## TASK BRIEF:
Would you retype, word for word, the line with "Each instance of the decorative" and every line after it through the end of the records below?

## DATASET ENTRIES:

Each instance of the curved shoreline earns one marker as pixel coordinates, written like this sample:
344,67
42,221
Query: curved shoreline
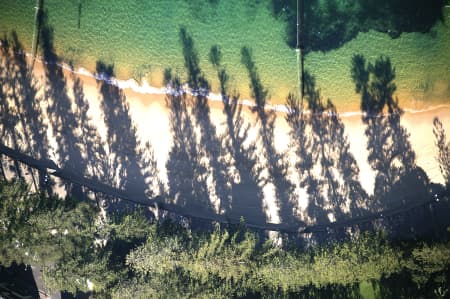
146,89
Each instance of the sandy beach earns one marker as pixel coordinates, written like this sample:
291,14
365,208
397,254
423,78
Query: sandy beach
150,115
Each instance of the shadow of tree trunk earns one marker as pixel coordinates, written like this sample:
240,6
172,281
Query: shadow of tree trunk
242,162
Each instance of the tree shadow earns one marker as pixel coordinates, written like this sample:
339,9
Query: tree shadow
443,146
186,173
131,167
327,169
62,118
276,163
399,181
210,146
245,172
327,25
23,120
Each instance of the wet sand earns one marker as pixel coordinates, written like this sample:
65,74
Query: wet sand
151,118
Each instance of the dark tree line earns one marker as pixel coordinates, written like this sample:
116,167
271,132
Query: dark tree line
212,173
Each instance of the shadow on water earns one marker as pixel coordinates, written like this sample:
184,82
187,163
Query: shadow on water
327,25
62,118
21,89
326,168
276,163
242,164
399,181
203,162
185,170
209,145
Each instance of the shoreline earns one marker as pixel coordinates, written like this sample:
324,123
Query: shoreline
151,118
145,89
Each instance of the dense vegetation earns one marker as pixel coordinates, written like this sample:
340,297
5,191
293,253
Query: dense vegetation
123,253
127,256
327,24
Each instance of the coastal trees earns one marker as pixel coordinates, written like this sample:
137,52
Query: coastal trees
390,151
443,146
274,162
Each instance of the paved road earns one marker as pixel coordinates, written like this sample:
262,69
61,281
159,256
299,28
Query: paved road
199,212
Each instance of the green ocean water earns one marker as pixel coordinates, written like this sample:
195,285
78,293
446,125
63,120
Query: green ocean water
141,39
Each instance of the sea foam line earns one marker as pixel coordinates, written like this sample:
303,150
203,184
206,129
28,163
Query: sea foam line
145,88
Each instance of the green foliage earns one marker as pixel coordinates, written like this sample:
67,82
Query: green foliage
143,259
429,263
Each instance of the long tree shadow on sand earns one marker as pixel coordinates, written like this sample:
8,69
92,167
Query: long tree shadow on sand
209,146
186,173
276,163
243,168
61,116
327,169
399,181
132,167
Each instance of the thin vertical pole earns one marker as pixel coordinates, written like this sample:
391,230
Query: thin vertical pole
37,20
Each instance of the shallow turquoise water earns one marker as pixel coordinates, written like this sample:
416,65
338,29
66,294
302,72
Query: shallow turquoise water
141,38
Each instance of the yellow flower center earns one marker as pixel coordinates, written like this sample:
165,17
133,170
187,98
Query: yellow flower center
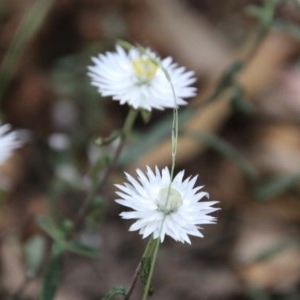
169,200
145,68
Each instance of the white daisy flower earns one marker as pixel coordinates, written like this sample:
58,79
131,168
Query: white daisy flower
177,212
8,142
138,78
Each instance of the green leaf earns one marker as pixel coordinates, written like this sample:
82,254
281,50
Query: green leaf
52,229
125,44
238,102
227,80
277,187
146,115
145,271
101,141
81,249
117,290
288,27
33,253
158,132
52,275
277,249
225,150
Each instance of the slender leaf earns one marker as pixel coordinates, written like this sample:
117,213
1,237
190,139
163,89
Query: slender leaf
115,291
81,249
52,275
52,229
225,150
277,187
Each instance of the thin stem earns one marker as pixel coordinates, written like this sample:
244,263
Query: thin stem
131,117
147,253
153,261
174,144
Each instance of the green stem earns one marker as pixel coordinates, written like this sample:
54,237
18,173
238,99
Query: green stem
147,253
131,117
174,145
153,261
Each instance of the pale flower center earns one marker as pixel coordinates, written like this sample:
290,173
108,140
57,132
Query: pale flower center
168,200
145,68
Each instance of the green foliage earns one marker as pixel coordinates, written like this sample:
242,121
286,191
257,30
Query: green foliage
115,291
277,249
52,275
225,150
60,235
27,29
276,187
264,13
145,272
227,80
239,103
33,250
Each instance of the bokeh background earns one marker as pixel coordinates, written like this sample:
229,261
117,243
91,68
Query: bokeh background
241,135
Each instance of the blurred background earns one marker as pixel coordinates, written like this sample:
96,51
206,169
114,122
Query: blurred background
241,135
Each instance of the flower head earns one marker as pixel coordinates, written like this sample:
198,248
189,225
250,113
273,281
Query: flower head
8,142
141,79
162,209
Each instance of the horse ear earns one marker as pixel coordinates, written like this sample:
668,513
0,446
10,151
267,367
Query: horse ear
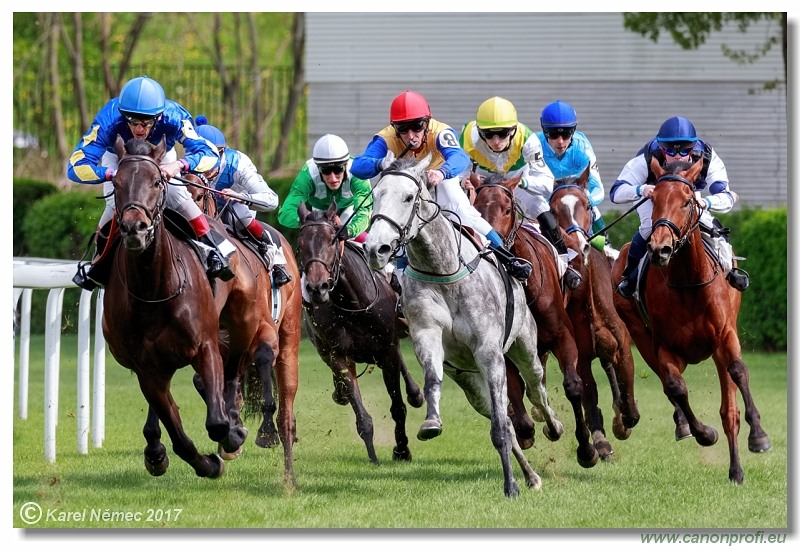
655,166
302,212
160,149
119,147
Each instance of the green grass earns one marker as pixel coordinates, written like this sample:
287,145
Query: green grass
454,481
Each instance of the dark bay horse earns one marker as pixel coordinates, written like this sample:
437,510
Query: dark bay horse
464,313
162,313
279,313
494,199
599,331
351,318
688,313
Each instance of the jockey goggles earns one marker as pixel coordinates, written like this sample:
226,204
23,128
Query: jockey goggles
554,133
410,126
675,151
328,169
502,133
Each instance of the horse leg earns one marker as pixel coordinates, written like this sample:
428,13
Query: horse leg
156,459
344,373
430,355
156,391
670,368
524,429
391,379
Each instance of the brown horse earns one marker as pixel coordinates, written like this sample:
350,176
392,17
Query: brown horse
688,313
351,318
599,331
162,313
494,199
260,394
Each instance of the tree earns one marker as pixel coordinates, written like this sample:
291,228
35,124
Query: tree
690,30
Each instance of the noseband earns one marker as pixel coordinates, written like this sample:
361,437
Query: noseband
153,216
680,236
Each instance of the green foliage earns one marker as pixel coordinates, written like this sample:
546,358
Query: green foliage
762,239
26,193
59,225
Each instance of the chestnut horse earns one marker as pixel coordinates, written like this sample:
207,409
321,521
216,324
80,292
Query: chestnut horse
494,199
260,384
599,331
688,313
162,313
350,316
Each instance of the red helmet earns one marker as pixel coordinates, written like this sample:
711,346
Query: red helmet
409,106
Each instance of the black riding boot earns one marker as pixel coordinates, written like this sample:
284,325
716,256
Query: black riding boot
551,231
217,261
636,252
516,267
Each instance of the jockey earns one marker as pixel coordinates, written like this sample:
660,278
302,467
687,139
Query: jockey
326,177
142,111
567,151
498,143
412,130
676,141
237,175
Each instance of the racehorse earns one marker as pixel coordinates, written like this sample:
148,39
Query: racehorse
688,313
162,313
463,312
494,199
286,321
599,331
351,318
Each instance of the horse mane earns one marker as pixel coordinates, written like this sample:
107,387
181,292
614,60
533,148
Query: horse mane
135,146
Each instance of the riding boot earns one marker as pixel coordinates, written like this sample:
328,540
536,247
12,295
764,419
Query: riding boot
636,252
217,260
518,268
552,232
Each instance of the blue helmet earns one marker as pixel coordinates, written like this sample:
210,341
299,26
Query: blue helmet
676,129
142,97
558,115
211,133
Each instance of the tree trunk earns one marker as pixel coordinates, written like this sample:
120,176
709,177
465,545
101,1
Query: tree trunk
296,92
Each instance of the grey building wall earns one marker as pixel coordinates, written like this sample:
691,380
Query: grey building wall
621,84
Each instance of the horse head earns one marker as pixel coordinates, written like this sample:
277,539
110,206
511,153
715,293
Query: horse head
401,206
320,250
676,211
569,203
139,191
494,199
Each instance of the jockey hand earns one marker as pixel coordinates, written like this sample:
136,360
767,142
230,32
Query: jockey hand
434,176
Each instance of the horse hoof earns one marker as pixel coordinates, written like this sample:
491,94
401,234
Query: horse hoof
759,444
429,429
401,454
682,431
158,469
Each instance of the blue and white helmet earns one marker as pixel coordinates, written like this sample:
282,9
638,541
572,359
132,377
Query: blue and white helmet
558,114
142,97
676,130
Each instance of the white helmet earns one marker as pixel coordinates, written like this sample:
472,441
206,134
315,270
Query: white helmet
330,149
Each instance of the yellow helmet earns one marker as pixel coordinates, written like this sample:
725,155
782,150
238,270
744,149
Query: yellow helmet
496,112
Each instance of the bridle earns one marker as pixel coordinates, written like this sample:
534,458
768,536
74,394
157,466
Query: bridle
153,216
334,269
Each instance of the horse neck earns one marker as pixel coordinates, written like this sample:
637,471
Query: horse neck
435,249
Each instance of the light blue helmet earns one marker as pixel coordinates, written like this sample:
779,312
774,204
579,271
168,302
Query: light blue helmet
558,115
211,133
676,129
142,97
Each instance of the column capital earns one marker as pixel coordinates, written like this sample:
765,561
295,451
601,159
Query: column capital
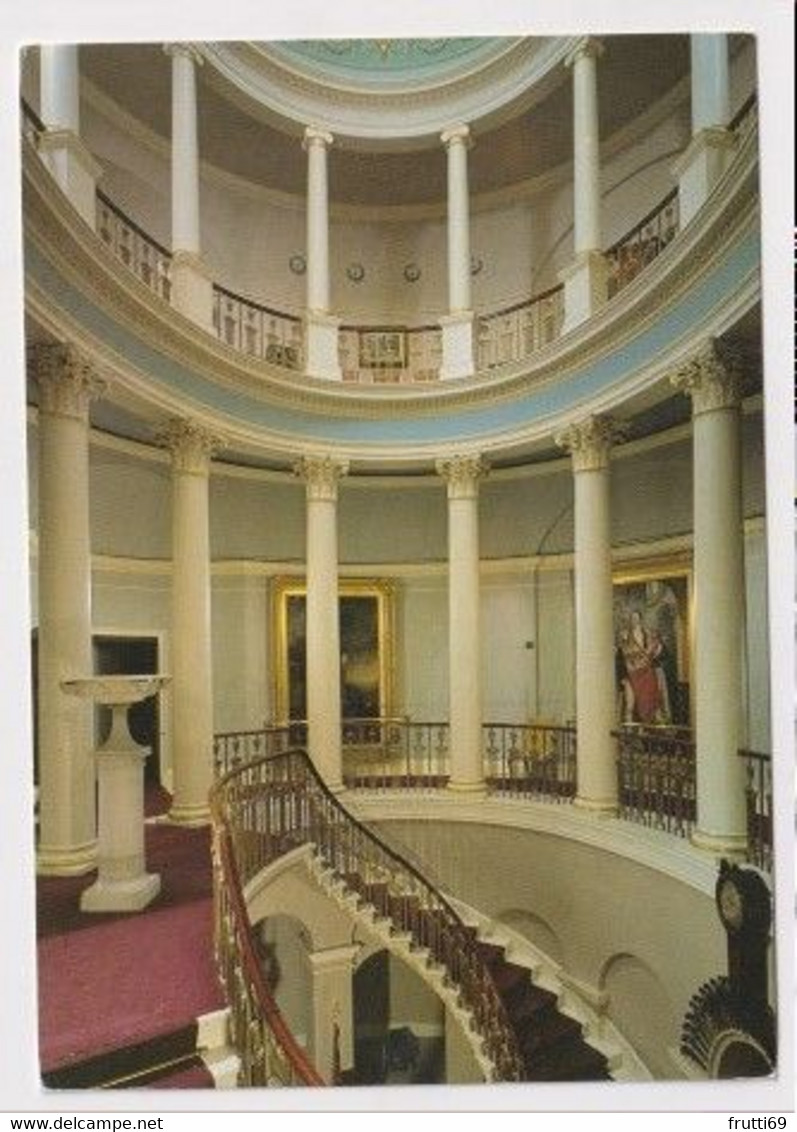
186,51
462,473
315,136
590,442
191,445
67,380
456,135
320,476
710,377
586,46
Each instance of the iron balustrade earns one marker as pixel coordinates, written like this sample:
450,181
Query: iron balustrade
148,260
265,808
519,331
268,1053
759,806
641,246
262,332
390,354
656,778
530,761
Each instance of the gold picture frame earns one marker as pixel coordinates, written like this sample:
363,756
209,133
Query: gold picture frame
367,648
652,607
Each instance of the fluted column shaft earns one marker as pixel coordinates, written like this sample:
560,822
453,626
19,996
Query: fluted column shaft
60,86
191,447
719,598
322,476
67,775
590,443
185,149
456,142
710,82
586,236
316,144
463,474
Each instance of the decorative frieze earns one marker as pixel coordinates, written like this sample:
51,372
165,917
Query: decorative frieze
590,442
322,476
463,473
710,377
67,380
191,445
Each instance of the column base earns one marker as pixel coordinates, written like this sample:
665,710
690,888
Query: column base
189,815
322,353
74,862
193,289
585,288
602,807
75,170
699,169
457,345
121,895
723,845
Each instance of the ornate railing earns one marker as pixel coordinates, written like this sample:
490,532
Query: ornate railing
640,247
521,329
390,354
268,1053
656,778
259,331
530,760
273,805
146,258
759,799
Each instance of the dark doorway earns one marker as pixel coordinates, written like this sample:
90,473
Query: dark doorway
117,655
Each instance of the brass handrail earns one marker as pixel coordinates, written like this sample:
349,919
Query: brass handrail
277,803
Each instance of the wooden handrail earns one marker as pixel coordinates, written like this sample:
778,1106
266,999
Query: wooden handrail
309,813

## SOLUTION TO THIS TASK:
Each instance of the decorative frieze earns one marker as pixel coordinates, written like this sample:
51,372
165,917
Query: decorative frieze
590,442
322,476
463,473
710,377
67,380
191,445
Each instance of the column base earns one marker as pixel coordinates, written like this sample:
665,710
690,888
Query: column base
189,815
322,353
74,862
193,289
585,288
602,807
75,170
699,169
457,345
121,895
723,845
Each instance of the ornate railing earns one marker as pixel coordinates, written like this sample:
490,532
Query: ornate railing
640,247
521,329
390,354
268,1053
656,778
259,331
530,760
273,805
146,258
759,799
Each instance of the dark doorway earns one marker as pixel coordinates, written like this sample:
90,473
Query: dark doorway
117,655
Each instance of the brass handrail earns one marker as pixel coordinates, written like this sample:
349,919
Query: brass handrail
277,803
Each instance of the wooden handrail earns one marker as pixel coordinates, written like this sample:
778,1106
266,999
Query: wooden handrail
309,813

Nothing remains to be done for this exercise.